§ **Records for processing**:
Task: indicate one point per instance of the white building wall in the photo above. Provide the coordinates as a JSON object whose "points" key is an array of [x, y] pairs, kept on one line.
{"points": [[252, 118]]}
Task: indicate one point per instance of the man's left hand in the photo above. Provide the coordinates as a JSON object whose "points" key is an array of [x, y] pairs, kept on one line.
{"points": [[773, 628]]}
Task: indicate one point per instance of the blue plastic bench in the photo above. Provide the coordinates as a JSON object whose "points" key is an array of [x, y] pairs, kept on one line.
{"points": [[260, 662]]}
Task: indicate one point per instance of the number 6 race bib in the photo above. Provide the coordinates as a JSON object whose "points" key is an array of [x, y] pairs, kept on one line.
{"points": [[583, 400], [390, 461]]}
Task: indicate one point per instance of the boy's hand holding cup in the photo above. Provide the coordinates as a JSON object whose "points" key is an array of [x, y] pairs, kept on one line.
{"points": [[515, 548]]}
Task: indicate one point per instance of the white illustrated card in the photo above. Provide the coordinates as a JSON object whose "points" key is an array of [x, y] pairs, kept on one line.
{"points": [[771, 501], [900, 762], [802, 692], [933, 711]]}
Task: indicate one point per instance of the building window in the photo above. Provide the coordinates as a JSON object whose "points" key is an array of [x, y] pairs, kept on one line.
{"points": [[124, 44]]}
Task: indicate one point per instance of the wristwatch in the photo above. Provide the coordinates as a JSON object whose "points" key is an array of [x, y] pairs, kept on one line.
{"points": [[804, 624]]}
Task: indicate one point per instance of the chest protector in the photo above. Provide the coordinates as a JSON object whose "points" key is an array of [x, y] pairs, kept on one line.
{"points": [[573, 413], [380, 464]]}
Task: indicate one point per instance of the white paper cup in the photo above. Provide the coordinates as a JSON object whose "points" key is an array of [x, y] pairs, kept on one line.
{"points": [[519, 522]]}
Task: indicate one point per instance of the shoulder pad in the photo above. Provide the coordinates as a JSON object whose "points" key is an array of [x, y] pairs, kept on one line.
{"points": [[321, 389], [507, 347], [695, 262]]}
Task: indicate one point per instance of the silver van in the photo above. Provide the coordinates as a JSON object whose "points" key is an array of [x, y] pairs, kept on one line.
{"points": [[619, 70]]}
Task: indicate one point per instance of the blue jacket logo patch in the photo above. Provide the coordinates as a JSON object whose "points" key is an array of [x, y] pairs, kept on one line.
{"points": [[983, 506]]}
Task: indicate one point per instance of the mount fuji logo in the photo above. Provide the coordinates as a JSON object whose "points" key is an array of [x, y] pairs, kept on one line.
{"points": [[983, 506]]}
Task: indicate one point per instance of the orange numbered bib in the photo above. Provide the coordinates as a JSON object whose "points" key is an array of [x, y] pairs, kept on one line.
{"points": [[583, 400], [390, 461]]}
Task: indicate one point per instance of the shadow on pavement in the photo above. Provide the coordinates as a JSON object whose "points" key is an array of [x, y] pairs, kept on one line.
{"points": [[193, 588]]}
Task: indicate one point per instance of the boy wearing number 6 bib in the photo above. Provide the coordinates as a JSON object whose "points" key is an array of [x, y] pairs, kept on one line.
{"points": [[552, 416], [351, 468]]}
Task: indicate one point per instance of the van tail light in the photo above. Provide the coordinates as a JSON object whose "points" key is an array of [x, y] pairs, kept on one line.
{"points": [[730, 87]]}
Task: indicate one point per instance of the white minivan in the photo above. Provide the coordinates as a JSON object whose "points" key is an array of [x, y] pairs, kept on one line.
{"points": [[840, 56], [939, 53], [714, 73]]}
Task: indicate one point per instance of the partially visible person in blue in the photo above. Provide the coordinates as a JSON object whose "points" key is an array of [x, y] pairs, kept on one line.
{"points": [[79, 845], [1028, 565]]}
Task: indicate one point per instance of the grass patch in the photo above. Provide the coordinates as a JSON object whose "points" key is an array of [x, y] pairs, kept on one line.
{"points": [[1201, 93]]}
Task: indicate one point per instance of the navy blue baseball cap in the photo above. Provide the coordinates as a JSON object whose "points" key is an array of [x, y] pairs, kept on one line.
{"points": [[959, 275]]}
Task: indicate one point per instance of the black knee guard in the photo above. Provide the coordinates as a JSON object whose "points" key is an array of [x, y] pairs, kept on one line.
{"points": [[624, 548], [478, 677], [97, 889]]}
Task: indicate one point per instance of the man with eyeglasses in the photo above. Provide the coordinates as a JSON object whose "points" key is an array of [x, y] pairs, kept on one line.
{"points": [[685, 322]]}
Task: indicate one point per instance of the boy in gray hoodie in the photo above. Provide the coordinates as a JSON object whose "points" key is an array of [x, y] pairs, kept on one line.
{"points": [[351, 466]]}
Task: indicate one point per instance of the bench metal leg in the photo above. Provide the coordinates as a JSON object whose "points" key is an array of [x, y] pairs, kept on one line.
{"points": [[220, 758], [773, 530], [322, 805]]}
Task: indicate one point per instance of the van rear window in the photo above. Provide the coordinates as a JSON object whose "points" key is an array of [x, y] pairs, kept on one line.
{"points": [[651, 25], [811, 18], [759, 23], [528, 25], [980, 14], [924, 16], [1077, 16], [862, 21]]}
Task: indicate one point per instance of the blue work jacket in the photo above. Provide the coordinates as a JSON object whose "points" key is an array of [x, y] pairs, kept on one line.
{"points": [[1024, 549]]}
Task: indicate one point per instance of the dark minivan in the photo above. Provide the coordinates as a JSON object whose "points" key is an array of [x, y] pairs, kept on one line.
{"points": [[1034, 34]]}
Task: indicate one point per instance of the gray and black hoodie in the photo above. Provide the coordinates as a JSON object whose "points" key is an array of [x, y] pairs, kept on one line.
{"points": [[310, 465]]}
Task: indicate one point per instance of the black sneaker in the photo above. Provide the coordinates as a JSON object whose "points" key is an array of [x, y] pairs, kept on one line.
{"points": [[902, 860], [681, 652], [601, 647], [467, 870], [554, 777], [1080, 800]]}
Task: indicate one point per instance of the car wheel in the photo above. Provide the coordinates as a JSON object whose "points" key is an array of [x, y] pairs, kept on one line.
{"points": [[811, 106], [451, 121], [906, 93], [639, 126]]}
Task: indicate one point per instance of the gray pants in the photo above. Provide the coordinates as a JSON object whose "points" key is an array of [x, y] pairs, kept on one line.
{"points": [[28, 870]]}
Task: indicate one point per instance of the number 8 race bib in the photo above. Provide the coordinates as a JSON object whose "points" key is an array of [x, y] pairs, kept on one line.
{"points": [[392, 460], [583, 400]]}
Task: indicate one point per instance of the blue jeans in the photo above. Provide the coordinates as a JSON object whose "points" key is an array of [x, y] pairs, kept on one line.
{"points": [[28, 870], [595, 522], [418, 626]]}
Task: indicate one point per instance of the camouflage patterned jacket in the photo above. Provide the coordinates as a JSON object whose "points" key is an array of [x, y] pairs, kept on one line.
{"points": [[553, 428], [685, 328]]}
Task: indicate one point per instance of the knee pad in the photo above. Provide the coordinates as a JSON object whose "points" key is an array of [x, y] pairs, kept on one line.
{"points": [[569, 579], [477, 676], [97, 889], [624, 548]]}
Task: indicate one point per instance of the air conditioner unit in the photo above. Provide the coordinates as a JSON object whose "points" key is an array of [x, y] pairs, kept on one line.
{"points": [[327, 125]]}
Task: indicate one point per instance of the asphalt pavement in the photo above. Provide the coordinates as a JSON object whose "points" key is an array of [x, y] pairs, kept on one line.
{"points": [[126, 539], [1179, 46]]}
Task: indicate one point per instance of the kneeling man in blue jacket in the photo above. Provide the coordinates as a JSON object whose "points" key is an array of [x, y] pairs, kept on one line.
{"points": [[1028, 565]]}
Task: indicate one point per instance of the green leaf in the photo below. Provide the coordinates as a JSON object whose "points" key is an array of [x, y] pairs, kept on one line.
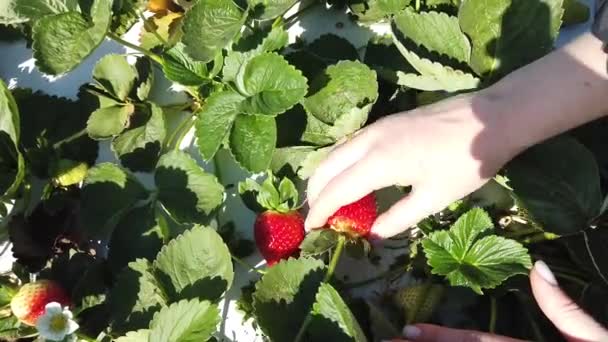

§ **Task details**: Except for the pictures, copy every line of the records above exactly.

§ **Result of this task**:
Task: indicate one point per instance of the white building wall in the photo above. Provide the coordinates as a JSON object whose "points" key is an array of [x, y] pairs, kept on one line.
{"points": [[252, 118]]}
Task: indicate one point per instance of the man's left hand in the photo above. Provide the coordinates as a JSON object whose "points" key is an array of [x, y] pairs, kept on one line.
{"points": [[773, 628]]}
Task: indicate one point per instance of the blue plastic bench in the photo above. Provide the coordinates as a JSON object whose "points" key is an array of [x, y] pairs, kept on one line.
{"points": [[260, 662]]}
Task: indicate one point per instance of the number 6 race bib in the photo above. Provide the coordinates as a JSON object whose "points" key is an array of [x, y] pairs, kept on one line.
{"points": [[583, 400], [390, 461]]}
Task: indicate one point per instance of the boy's hand holding cup in the photo above. Provide the coordinates as a JSON object whose "points" key is an array of [x, y] pairs, kept on one line.
{"points": [[515, 548]]}
Task: indicate one point per instance of the white illustrated card in the photo above. Provide the coordinates as a JSON object whose "points" key is an array of [x, y] pairs, kept on one line.
{"points": [[771, 501], [900, 762], [802, 692], [933, 711]]}
Task: indicate one point per instance of the building window in the photo above. Provide the coordinates as a JSON object whose "points" key is an array of [x, y] pairs, kept on one line.
{"points": [[124, 44]]}
Task: indicate one point per instance of the wristwatch in the photo above. Provide the coordinates as a JSON object whose "points" key is an array of [x, y] pairs, kept on one line.
{"points": [[804, 624]]}
Task: indicate one point per instance of the chest protector in the photo above. Provide the coordinates as a JSON object whose "points" key is an array of [x, y] pairs, kept on one line.
{"points": [[573, 413], [380, 464]]}
Task: indicate one point per instance of the white paper cup in the photo above. Provide the coordinates as a JSON object whose "points" key is an array of [x, y] pairs, kept on one line.
{"points": [[519, 522]]}
Task: indicate one point per instance of the shoulder pad in the photo above. Provide the coordinates as a JSON object whose "points" key is an array of [x, y] pairs, kept on one line.
{"points": [[321, 389], [507, 347], [695, 262]]}
Task: indicate one point per instance of the silver van in the photo above. Provide the coordinates as a JSON object whose "points" key is an array of [x, y] pairs, kept on one line.
{"points": [[619, 70]]}
Task: indicate one point per instance of the blue jacket logo patch in the photo above. Provide the coordinates as a JSON object whose "points" key is an array of [x, y] pairs, kept on one line.
{"points": [[983, 506]]}
Task: indicate one point per instance of the mount fuji logo in the photo above. Provide the coordinates as a JSON object whose "points" key is an array of [x, y] pairs, kept on one line.
{"points": [[983, 506]]}
Task: indicate one point per instance of the orange numbered bib in the photo above. Provide the coordinates as a JSON object whose "points" key is an array of [x, y] pairs, kept on one line.
{"points": [[583, 400], [390, 461]]}
Task: indicate one point per instance of the shadow on pavement in the photo above. Provide the coordinates as a JSON object whose "points" key is an array of [x, y] pairs, kept on one line.
{"points": [[193, 588]]}
Task: indicate one point per instance of the boy wearing number 6 bib in the photo above. Provide the coordinates as a JSON object whose "points" key is an array of [x, y] pairs, kept on one line.
{"points": [[552, 416], [351, 468]]}
Task: indicate one point per instance of the van tail light in the photo above. Provide the coordinates as a JSON object whose "points" key is an array of [x, y] pairs, kept on one line.
{"points": [[730, 87]]}
Task: indicate one point per instance of the white minivan in the photo above. Provide the coordinates as a JSON object whose "points" key is an array of [x, y] pairs, kept on one line.
{"points": [[840, 56], [939, 53], [714, 73]]}
Task: indicate one point per instance of the partially visible person in blue in the photo above. Provide the coordinates as a JSON object whose "points" key is an array of [x, y] pairs, kept on one line.
{"points": [[79, 845], [1028, 565]]}
Task: indicate one point per instance of the grass patch in the photo above. Provide the coordinates as a JSON object whose "points" key is an array of [x, y] pairs, kept on one line.
{"points": [[1201, 93]]}
Task: indicate one point per instance of the navy blue baseball cap in the photo above. Provide the coordinates as a JSON object whose "points" key is an array of [x, y] pairs, kept on one line.
{"points": [[959, 275]]}
Task: indicate one point per instance of the black knee guard in the photo above. Provide the coordinates as a JSON object whose "points" key is an array of [x, y] pairs, kept on one line.
{"points": [[624, 548], [478, 677], [97, 889]]}
Task: indicate one point per instance of the man with eyeglasses in the photo above. Provide the coordinates as a JSON object whose "points" key is an array of [x, y] pairs, kept on one line.
{"points": [[685, 322]]}
Task: indicate one point per instance of the boy in gray hoodie in the photo above. Provide the coordinates as a JSON object whose "points" key is an array of [x, y] pairs, kept on one line.
{"points": [[351, 466]]}
Task: indicate one point per instance of the bench metal leg in the photo above. Provide the coordinates as a JSON object whose "points" key is an array of [x, y] pairs, kept on one line.
{"points": [[220, 758], [773, 530], [322, 805]]}
Task: indicate one point per instance of the van rear window in the photo above. Provide the coordinates as a JSON object whose "points" key is an array of [x, y] pairs, kept on one line.
{"points": [[651, 25], [811, 18], [759, 23], [528, 25], [980, 14], [924, 16], [1077, 16], [862, 21]]}
Task: indicate one point per instance of the blue work jacket in the photo above. Provide the coordinates as a JSON object whose "points" key is an array of [x, y] pairs, kept on one line.
{"points": [[1024, 549]]}
Task: indicate one point per instance of the dark minivan in the photo above. Provide the coordinates as a JSON object whose "points" key is an array of [x, y] pairs, kept on one line.
{"points": [[1034, 34]]}
Task: indicate one point per instance of the gray and black hoodie in the photo above. Provide the coordinates as a JSON object whose "points" key is an array of [x, y] pairs, kept on one line.
{"points": [[310, 465]]}
Task: indicate one point per instance of the black sneaker in the photo above. Provide the coordinates as a JSON object whose "points" key is an array of [x, y] pairs, kept on one line.
{"points": [[902, 860], [681, 652], [601, 647], [467, 870], [554, 777], [1080, 800]]}
Task: indicate one point per instance of the car wheel in the photo above. Provide the coordinates as a JSON object whose "points" key is an array of [x, y] pairs, kept on one line.
{"points": [[811, 106], [451, 121], [906, 93], [639, 126]]}
Task: indicate one point per instance of the gray pants in the photo above. Provide the coordinates as a JSON object whose "points" key is an array of [x, y] pairs, kept on one line.
{"points": [[28, 870]]}
Task: indicate one point per instance of the number 8 race bib in the photo above. Provide the coordinates as a JSON object whose "points" key is an array of [x, y] pairs, kept on one line.
{"points": [[392, 460], [583, 400]]}
Task: indicate one point per instance of the blue jeans in the photo above. Provide the coordinates as a JSON object whose "points" key is an array of [x, y] pairs, kept on one line.
{"points": [[28, 870], [595, 522], [418, 626]]}
Task: indicate one point per instance of the camouflage patterned jacket in the photo above. Provide the coordinates as a JSON object whose "points" key is an array of [x, y] pairs, kept on one line.
{"points": [[553, 428], [685, 328]]}
Task: indicate one point per instance of the knee pad in the photo above. Provide the coordinates as a JSON object whose "points" key is an array of [x, y] pairs, kept on one line.
{"points": [[569, 579], [477, 676], [97, 889], [624, 548]]}
Task: indicate one point per instance of the air conditioner unit in the photo above. Provide the coordinates as a JSON object whose "points" key is an array of [x, y] pairs, kept on one line.
{"points": [[327, 125]]}
Task: indicate one point per instance of the asphalt pavement in the photo above. Provide the coordinates as a JSON object whose "points" key is an array of [x, y] pairs, kept on one line.
{"points": [[126, 539], [1179, 46]]}
Task: indicate one point per instance of the kneeling man in blue jacket in the photo above. Provide the coordinates as a JSON object whose "points" key is an array of [x, y] pairs, kept on one line.
{"points": [[1028, 565]]}
Task: indicate one point per instance of the green leaf in the photo below. Provide the coordinates as a JSON object whose "points" key is an array of [x, y] pairs, kept on one line.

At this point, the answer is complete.